Secretário sob suspeita

Escolhido por Doria para ocupar a pasta da Saúde, Wilson Pollara é um nome pouco conhecido pela direção do Sindsep. Até a semana passada, sabia-se apenas que o médico é secretário-adjunto de David Uip no governo Alckmin. No dia 26, porém, o site da Folha de S.Paulo publicou nota no começo da madrugada com a informação de que Pollara é investigado pelo Ministério Público de São Paulo por suposta improbidade administrativa. A informação foi confirmada pelo MP paulista.

Em nota oficial, o MP informou a existência do inquérito civil 14.0695.0000069/2015-4, que trata de suposta irregularidade em processos seletivos destinado à contratação de software de gestão de saúde para Hospital do Servidor Público (IAMSPE), Hospital das Clínicas e Santa Casa de Misericórdia. O procedimento foi iniciado em razão de representação anônima que apontava irregularidade nos certames, mencionando que os processos seletivos seriam irregulares e visavam beneficiar a empresa MV Sistemas.

Ainda segundo o MP, o representante (que ingressou com pedido de investigação aos promotores) mencionou que Pollara seria um dos responsáveis pela situação. Estão sendo apuradas informações junto aos entes responsáveis pelas contratações. O inquérito civil foi instaurado em setembro de 2015.

__Seção de dados__:
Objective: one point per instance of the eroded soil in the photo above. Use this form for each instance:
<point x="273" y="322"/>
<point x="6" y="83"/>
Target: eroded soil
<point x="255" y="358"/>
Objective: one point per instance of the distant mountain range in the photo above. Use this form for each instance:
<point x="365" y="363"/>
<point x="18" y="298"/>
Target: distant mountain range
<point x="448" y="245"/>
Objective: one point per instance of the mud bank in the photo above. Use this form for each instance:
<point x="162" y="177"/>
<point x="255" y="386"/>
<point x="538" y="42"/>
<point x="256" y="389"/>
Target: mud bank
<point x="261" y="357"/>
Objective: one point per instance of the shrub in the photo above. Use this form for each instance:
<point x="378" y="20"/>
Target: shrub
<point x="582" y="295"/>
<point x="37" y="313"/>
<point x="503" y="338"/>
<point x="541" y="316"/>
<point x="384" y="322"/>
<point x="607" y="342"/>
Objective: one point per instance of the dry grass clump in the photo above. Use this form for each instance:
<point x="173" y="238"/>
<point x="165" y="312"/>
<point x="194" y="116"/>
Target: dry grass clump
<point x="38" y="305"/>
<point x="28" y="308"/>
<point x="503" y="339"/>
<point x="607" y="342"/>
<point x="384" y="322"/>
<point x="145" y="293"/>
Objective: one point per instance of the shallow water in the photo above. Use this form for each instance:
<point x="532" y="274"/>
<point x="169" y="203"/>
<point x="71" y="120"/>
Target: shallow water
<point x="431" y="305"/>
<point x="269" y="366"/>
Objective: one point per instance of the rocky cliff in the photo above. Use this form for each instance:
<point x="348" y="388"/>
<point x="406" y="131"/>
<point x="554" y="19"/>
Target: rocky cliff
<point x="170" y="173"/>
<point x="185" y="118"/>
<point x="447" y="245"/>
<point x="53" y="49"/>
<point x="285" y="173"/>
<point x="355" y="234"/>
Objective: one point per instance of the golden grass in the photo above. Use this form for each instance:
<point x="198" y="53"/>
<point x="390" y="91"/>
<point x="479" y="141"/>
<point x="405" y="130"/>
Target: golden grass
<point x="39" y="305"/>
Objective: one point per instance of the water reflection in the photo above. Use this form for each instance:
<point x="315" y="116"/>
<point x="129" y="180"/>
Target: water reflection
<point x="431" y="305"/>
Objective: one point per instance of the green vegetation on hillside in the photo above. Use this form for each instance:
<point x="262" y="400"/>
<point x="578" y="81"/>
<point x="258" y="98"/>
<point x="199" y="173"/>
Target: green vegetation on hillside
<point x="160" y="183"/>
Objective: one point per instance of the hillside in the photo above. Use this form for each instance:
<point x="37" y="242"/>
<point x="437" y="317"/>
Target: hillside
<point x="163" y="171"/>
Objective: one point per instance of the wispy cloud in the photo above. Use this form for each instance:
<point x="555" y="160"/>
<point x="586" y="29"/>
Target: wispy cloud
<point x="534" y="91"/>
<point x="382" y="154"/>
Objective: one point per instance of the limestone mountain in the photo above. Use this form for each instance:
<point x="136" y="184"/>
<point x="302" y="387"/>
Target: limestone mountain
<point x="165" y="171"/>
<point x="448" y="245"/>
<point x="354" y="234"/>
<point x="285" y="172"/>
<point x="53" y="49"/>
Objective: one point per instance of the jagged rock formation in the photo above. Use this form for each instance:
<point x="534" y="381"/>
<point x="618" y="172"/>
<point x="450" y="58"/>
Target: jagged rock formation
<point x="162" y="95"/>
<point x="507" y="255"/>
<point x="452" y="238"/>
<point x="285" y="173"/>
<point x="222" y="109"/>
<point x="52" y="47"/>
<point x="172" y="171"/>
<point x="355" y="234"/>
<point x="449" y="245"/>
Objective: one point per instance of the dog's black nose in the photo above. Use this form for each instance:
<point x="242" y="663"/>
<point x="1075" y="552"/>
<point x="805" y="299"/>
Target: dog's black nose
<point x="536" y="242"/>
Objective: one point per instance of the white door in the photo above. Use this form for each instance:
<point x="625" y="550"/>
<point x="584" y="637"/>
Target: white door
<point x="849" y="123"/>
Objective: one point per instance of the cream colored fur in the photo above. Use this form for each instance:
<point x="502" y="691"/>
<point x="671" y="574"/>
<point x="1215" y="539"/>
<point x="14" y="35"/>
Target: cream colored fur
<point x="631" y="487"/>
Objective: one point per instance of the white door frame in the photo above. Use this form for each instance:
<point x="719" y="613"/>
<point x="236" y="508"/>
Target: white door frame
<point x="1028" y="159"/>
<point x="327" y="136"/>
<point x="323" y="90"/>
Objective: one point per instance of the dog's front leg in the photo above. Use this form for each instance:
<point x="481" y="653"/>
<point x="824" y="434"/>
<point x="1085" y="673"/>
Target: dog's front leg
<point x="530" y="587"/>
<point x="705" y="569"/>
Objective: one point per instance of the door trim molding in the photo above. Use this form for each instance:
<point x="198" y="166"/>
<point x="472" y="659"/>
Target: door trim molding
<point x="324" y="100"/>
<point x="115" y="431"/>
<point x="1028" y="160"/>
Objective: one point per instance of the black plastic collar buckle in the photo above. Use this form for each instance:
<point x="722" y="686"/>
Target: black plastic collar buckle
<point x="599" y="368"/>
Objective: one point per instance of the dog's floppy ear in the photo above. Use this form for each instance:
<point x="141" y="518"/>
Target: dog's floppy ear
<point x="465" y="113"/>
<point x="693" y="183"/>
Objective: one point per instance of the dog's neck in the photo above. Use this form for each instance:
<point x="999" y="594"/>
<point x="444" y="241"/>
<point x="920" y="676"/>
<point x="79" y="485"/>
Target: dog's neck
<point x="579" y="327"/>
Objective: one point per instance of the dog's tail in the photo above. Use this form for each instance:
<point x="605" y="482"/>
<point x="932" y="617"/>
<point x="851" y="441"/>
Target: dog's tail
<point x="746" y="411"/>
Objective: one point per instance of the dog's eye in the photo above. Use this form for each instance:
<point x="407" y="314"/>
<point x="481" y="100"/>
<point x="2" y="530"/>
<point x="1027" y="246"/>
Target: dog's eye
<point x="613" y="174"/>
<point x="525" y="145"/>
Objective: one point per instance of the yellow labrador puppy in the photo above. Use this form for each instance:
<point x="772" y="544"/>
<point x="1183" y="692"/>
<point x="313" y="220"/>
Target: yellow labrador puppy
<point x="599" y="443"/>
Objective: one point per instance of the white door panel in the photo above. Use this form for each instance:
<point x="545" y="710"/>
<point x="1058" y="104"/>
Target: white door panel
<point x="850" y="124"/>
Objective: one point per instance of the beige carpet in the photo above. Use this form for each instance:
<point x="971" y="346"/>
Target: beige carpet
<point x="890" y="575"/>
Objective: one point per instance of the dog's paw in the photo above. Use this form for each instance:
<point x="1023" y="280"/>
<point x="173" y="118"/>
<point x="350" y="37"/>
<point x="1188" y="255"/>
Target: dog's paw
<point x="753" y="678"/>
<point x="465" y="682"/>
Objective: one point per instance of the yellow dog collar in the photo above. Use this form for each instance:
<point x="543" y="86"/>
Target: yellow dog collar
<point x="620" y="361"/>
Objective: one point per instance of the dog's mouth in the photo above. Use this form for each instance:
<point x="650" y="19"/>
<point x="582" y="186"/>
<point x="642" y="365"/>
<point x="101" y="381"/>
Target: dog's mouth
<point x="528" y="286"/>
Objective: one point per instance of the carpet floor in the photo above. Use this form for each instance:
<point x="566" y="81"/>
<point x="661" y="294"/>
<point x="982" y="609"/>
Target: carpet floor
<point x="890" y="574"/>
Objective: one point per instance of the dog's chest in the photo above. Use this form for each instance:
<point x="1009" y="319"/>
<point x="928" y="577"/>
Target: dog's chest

__Instruções da tarefa__: Segundo o trecho sobre Wilson Pollara, em que mês e ano foi instaurado o inquérito civil?

__Resposta ao problema__: Em setembro de 2015.